Entries from a pointing dataset:

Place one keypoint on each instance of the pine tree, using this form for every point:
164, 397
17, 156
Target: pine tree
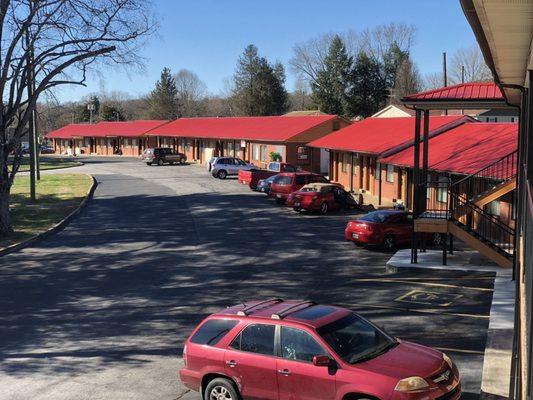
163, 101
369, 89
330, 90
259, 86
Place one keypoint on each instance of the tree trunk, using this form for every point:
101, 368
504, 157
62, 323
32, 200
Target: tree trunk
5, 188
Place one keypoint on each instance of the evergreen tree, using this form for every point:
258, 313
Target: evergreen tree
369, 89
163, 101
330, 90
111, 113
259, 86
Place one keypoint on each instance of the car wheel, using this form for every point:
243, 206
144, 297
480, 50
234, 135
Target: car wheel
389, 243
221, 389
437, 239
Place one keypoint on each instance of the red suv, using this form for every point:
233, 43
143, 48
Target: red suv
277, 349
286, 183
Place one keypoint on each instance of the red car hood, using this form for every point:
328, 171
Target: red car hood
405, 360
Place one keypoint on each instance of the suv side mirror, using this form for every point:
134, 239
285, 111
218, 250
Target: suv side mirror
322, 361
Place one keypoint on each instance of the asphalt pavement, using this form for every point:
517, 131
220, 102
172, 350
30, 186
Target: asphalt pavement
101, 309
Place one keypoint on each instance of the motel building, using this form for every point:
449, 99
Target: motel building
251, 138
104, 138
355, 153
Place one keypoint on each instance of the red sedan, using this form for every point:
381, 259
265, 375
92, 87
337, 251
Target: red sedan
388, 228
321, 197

---

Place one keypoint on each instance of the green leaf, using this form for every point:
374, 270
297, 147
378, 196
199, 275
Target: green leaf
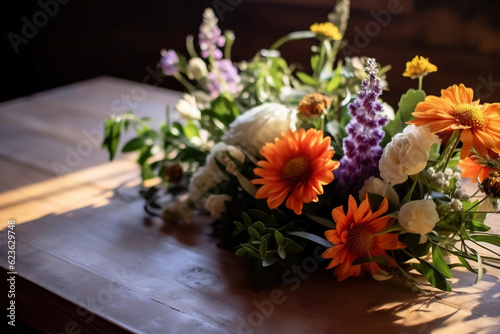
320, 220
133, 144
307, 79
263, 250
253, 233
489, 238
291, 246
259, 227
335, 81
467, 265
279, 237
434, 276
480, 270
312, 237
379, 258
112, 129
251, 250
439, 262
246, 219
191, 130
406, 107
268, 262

Exercise details: Pull out every line of the items above that contains the string "building", matching case exactly.

Solution to this problem:
Place one keypoint on each instance of the motel building, using this form for every point:
Target: motel building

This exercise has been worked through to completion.